[start of Provided entries]
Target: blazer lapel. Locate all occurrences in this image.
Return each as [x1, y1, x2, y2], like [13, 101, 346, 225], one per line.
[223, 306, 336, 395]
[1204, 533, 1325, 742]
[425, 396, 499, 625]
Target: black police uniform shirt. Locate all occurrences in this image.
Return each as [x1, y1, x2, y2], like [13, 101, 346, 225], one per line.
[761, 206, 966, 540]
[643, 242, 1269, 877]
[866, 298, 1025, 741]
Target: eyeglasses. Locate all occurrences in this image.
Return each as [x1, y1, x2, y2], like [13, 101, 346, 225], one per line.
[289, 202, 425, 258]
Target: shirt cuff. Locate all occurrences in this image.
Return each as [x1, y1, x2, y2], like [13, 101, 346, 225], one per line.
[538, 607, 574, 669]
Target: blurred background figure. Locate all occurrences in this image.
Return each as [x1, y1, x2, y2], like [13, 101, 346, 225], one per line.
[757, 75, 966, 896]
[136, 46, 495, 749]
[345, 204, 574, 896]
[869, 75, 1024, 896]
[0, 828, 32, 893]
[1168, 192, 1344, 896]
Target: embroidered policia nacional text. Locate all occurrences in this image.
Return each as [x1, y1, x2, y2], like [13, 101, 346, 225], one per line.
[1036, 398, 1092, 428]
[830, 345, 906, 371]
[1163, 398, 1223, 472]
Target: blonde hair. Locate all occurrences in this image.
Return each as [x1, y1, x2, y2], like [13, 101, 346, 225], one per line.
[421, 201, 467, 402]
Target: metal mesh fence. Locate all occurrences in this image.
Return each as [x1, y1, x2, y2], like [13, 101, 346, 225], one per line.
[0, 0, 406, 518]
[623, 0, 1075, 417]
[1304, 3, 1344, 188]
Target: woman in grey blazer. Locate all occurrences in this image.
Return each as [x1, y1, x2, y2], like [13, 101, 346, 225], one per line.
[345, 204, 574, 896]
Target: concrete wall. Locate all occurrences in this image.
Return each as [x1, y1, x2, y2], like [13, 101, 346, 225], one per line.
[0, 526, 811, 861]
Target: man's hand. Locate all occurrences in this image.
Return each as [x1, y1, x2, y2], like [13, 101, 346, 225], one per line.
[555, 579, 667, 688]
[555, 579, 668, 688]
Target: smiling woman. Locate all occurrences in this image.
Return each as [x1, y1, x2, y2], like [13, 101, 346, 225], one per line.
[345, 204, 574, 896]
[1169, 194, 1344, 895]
[end of Provided entries]
- Task:
Write out the whole listing above line for line, changing nothing.

- Solution for this exercise:
Target: blazer lapel. Locate all occurrences in this image.
Return each as [x1, y1, x2, y2], like [13, 101, 346, 225], one per line.
[223, 306, 336, 395]
[1204, 533, 1325, 742]
[425, 396, 499, 625]
Target: black police uniform shirt. Locate all occurrences in this image.
Return each as [x1, y1, x2, y2], like [13, 101, 346, 225], one per line.
[761, 206, 966, 540]
[643, 242, 1269, 877]
[866, 298, 1025, 741]
Target: eyeglasses. Locate all occurrences in this image.
Return each as [x1, y1, x2, y2], like [13, 101, 346, 225], one per line.
[289, 202, 425, 258]
Target: shirt cuff. Locate all occurrences in this image.
Return each as [x1, y1, x2, y2], like [13, 101, 346, 225], one per line.
[538, 607, 574, 669]
Target: blurred background figure. Locate all occurrences in this image.
Return each as [x1, y1, x2, y2], like [13, 101, 346, 225], one per line.
[757, 75, 966, 896]
[136, 46, 495, 749]
[345, 204, 574, 896]
[869, 75, 1024, 896]
[0, 828, 32, 893]
[1168, 192, 1344, 896]
Target: embroidered policia nacional text. Locate all occurrences in this image.
Return each as [x1, y1, x2, y2], like [13, 101, 346, 225], one per line.
[1036, 398, 1092, 428]
[830, 345, 906, 371]
[1163, 398, 1223, 472]
Target: blonde hair. Locate all occurrences in this image.
Return each as [x1, y1, x2, y2], like [13, 101, 346, 225], one per line.
[421, 201, 467, 402]
Target: metal mesh fence. Locate all occurrences in this image.
Return each as [x1, y1, x2, y2], like [13, 101, 346, 225], one per line.
[0, 0, 406, 518]
[623, 0, 1075, 417]
[1304, 3, 1344, 188]
Target: woman in grey blazer. Locate all occurrences in this image.
Return each as [x1, y1, x2, y2], like [13, 101, 346, 225], one per line.
[345, 204, 574, 896]
Target: concrete wall. Locate all occurrences in this image.
Return each as [x1, y1, x2, y2], like [13, 101, 346, 225], one per line.
[0, 526, 811, 861]
Target: man's hand. Locate all occurrences in this image.
Return each as [x1, y1, x2, y2], like [13, 101, 346, 225], one per line.
[555, 579, 667, 688]
[555, 579, 668, 688]
Target: smiling woman. Locate all occurrences in this image.
Return each as [x1, y1, x2, y2], like [13, 101, 346, 225], one per line.
[345, 204, 574, 896]
[1169, 194, 1344, 895]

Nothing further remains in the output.